* Begin DATA LINES *
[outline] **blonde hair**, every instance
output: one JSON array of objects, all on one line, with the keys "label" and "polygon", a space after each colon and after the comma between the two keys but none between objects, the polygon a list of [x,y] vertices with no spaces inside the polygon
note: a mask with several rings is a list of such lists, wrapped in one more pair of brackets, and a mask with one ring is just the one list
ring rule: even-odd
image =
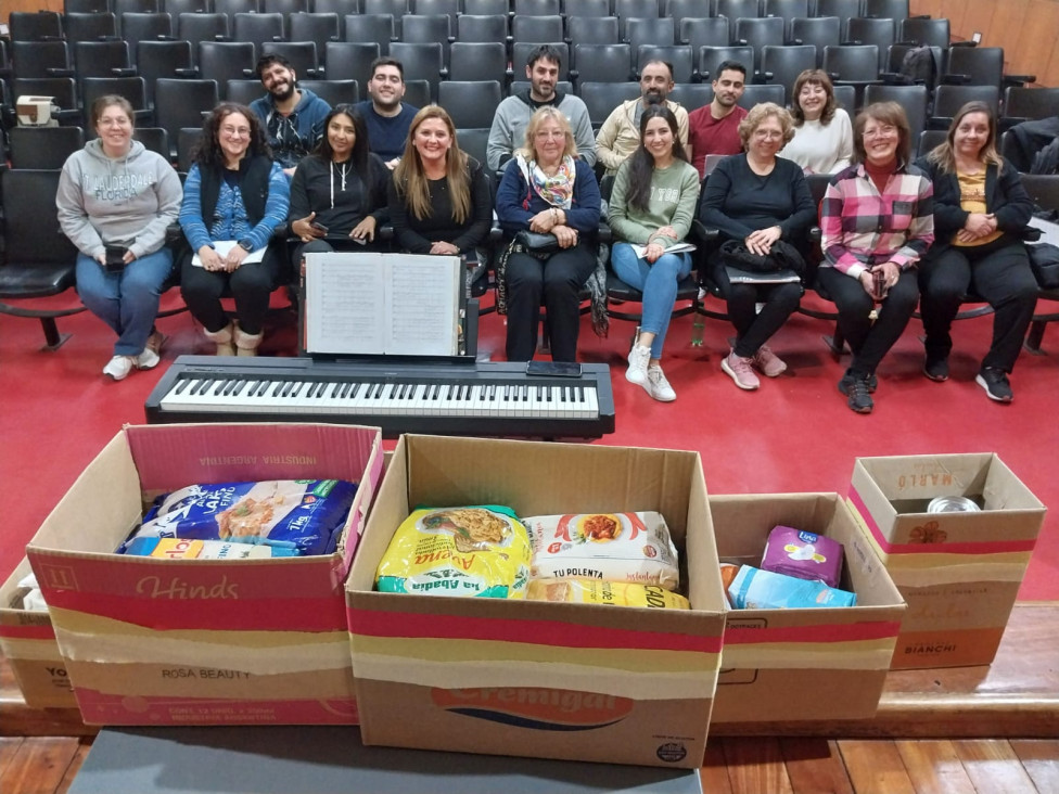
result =
[{"label": "blonde hair", "polygon": [[445,124],[452,141],[445,157],[445,179],[448,182],[448,194],[452,197],[452,220],[462,225],[471,216],[470,168],[467,155],[460,151],[456,141],[456,126],[444,107],[426,105],[412,118],[408,139],[405,141],[405,154],[394,169],[394,187],[417,220],[430,218],[434,214],[430,180],[416,149],[416,131],[432,118],[439,118]]},{"label": "blonde hair", "polygon": [[754,130],[769,116],[775,116],[783,129],[783,144],[791,142],[794,138],[794,119],[791,118],[791,114],[775,102],[761,102],[751,107],[750,113],[739,123],[739,140],[743,142],[743,149],[747,149]]},{"label": "blonde hair", "polygon": [[953,116],[953,123],[948,126],[948,135],[945,136],[945,140],[930,150],[930,153],[927,155],[927,159],[936,164],[944,174],[956,172],[956,155],[953,154],[953,150],[955,149],[953,141],[956,139],[956,130],[959,128],[960,121],[972,113],[984,113],[985,117],[990,120],[990,137],[982,144],[979,158],[986,165],[995,165],[997,168],[1004,166],[1004,158],[996,151],[996,118],[993,116],[993,111],[984,102],[973,101],[968,102],[956,112],[956,115]]},{"label": "blonde hair", "polygon": [[534,146],[534,138],[537,135],[537,130],[540,129],[543,125],[548,119],[553,119],[559,128],[563,131],[563,138],[565,143],[563,144],[563,157],[567,154],[571,157],[577,156],[577,143],[574,141],[574,131],[570,128],[570,121],[566,120],[566,116],[554,105],[545,105],[544,107],[538,107],[534,111],[533,115],[530,116],[530,121],[526,124],[526,139],[523,141],[522,148],[519,149],[515,154],[521,154],[525,159],[537,159],[537,150]]}]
* End DATA LINES *
■ REQUIRED WORK ■
Can you rewrite the material above with "vertices" changed to "points", everything else unchanged and the pictures left out?

■ PROBLEM SOLUTION ■
[outline] **blonde hair**, every instance
output: one JSON array of objects, all on one line, with the keys "label" and "polygon", a space after each colon and after the comma between the two keys but none between objects, the polygon a list of [x,y] points with no spaces inside the polygon
note: a mask with several rings is a list of such lists, wrapped in one more pair of brackets, and a mask with one ring is just the one list
ring rule: even-odd
image =
result =
[{"label": "blonde hair", "polygon": [[445,124],[452,141],[445,157],[445,179],[448,182],[448,194],[452,197],[452,220],[462,225],[471,216],[470,168],[467,155],[460,151],[456,141],[456,126],[444,107],[426,105],[412,118],[408,139],[405,141],[405,154],[394,169],[394,187],[417,220],[430,218],[434,214],[430,180],[416,149],[416,131],[432,118],[439,118]]},{"label": "blonde hair", "polygon": [[754,130],[769,116],[775,116],[783,129],[783,144],[791,142],[794,138],[794,119],[791,118],[791,114],[775,102],[761,102],[751,107],[750,113],[739,123],[739,140],[743,142],[743,149],[747,149]]},{"label": "blonde hair", "polygon": [[953,116],[953,123],[948,126],[948,135],[945,136],[945,140],[930,150],[930,153],[927,155],[927,159],[936,164],[944,174],[956,172],[956,155],[953,154],[953,150],[955,149],[953,141],[956,139],[956,130],[959,128],[960,121],[972,113],[984,113],[985,117],[990,120],[990,137],[982,144],[979,158],[986,165],[995,165],[997,168],[1004,166],[1004,158],[996,151],[996,118],[993,116],[993,111],[984,102],[973,101],[968,102],[956,112],[956,115]]},{"label": "blonde hair", "polygon": [[534,146],[534,138],[537,135],[537,130],[540,129],[543,125],[548,119],[553,119],[559,128],[563,131],[563,138],[565,143],[563,144],[563,157],[567,154],[571,157],[577,156],[577,143],[574,141],[574,131],[570,128],[570,121],[566,120],[566,116],[554,105],[545,105],[544,107],[538,107],[534,111],[533,115],[530,116],[530,121],[526,124],[526,139],[523,141],[522,148],[519,149],[515,154],[521,154],[525,159],[537,159],[537,150]]}]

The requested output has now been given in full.